AUFGABEN:
A - Beantworte anhand des Textes über die Berufszufriedenheit von Lehrkräften diese Fragen:
(i) Welcher Anteil der Grundschullehrkräfte übt den Beruf eher gern oder sehr gern aus?
(ii) Wie viel Prozent der Befragten im Grundschulbereich würden ihren Beruf weiterempfehlen?
(iii) Wer wird mit der Aussage zitiert, dass die Stimmung gerade kippt?
B - Gib einen Abschnitt aus dem Text über die Berufszufriedenheit von Lehrkräften wortgetreu wieder: Beginne bei den Worten „Mehrheit übt den“, und höre nach den Worten „oder nicht weiterempfehlen.“ auf.
C - Führe den Text über die Berufszufriedenheit von Lehrkräften nach seinem letzten Satz fort.

──────── AUSGEWÄHLTER TEXTAUSZUG ────────

Mehrheit übt den Beruf gerne aus
Trotz der hohen Arbeitsbelastung sagt die Mehrheit (etwa 78 Prozent der Grundschullehrkräfte und 67,4 Prozent der Sekundarstufe-I-Lehrkräfte), dass sie ihren Beruf eher gern oder sehr gern ausüben. „Es zeigt, dass die Lehrerinnen und Lehrer ihren Beruf trotz aller Schwierigkeiten aus Überzeugung ausüben. Aber auch die stärkste Überzeugung kann sich ins Gegenteil verkehren. Bei der Weiterempfehlungsbereitschaft sehen wir, dass die Stimmung gerade kippt“, so Brand. Während noch ein wenig mehr als die Hälfte der Befragten im Grundschulbereich (54 Prozent) ihren Beruf weiterempfehlen würden, würden ca. 60 Prozent der Befragten im Sekundar-I-Bereich ihren Beruf wahrscheinlich nicht oder nicht weiterempfehlen.

──────── BEREITGESTELLTE DATEN ────────

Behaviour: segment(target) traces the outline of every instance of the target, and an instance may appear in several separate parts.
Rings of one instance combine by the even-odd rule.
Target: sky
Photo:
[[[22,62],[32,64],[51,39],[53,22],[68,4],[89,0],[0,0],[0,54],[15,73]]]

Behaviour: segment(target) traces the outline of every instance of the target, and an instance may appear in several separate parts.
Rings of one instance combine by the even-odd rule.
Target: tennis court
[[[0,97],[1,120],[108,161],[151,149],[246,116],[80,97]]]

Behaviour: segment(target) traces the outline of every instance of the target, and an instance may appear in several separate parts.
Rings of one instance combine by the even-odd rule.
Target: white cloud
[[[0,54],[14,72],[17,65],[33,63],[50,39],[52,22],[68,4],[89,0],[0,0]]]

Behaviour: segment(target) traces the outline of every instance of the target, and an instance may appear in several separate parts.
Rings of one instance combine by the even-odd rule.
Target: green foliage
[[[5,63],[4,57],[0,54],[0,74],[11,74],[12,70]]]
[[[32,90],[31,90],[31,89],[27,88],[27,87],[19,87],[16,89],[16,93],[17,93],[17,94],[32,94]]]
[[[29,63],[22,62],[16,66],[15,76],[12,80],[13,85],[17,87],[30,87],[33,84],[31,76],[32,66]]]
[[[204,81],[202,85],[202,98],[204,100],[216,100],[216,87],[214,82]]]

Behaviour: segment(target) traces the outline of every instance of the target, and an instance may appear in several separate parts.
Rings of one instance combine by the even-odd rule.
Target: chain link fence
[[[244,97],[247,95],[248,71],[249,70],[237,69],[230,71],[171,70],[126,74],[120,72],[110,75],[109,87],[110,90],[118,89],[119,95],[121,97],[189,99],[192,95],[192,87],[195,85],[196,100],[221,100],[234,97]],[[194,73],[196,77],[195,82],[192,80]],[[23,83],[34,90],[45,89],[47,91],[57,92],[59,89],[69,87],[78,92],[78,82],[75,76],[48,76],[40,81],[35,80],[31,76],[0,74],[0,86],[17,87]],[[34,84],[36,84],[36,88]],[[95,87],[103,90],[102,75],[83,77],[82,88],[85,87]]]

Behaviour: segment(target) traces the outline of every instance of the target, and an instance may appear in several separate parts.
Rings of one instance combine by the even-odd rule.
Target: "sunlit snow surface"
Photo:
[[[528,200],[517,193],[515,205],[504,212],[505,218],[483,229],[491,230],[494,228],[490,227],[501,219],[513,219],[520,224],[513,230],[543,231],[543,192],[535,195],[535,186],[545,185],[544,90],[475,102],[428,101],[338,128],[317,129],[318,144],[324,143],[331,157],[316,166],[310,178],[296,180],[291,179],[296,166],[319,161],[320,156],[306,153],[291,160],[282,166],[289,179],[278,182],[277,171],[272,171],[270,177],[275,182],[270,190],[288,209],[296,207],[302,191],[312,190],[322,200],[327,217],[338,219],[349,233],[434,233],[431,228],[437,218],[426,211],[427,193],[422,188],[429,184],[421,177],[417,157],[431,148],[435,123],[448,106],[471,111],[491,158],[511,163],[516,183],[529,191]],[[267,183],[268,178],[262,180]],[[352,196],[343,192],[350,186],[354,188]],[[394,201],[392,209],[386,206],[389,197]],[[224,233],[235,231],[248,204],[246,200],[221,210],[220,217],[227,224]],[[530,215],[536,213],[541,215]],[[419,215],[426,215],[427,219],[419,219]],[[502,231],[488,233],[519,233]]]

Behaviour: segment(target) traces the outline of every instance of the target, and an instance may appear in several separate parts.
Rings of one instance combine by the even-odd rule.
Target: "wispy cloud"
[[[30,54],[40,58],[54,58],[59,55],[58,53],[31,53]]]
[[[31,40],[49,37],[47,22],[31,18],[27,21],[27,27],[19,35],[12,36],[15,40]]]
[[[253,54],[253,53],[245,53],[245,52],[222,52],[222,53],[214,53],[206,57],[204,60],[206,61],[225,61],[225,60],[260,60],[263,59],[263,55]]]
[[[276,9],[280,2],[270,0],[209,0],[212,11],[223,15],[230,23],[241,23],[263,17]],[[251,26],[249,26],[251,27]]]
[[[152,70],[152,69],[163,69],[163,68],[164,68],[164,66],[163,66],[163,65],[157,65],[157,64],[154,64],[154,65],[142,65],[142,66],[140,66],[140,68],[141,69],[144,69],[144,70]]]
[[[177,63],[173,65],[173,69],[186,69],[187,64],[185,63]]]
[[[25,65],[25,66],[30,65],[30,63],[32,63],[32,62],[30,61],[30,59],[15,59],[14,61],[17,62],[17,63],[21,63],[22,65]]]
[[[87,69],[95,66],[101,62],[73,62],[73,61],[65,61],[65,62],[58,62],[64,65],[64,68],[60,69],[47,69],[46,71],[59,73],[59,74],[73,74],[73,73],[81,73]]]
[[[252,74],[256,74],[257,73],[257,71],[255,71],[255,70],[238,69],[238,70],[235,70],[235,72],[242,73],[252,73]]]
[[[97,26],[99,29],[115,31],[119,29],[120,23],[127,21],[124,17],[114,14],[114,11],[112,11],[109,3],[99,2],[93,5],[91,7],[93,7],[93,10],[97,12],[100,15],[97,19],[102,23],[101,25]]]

────────

ERGEBNISSE JE AUFGABE:
A -
(i) Etwa 78 Prozent.
(ii) 54 Prozent.
(iii) Brand.

B -
Mehrheit übt den Beruf gerne aus
Trotz der hohen Arbeitsbelastung sagt die Mehrheit (etwa 78 Prozent der Grundschullehrkräfte und 67,4 Prozent der Sekundarstufe-I-Lehrkräfte), dass sie ihren Beruf eher gern oder sehr gern ausüben. „Es zeigt, dass die Lehrerinnen und Lehrer ihren Beruf trotz aller Schwierigkeiten aus Überzeugung ausüben. Aber auch die stärkste Überzeugung kann sich ins Gegenteil verkehren. Bei der Weiterempfehlungsbereitschaft sehen wir, dass die Stimmung gerade kippt“, so Brand. Während noch ein wenig mehr als die Hälfte der Befragten im Grundschulbereich (54 Prozent) ihren Beruf weiterempfehlen würden, würden ca. 60 Prozent der Befragten im Sekundar-I-Bereich ihren Beruf wahrscheinlich nicht oder nicht weiterempfehlen.

C -
Gesellschaftliche Veränderungen
Der VBE hat die Lehrerinnen und Lehrer nach den stärksten Belastungsfaktoren gefragt. Die Heterogenität der Schülerschaft sind für 69 Prozent der Grundschullehrkräfte beziehungsweise 73 Prozent Sekundarstufe-I-Lehrkräfte belastend. Einen sehr ähnlichen Wert erreichen bei den Befragten in der Sekundarstufe I auch Disziplinschwierigkeiten bei Schülerinnen und Schülern.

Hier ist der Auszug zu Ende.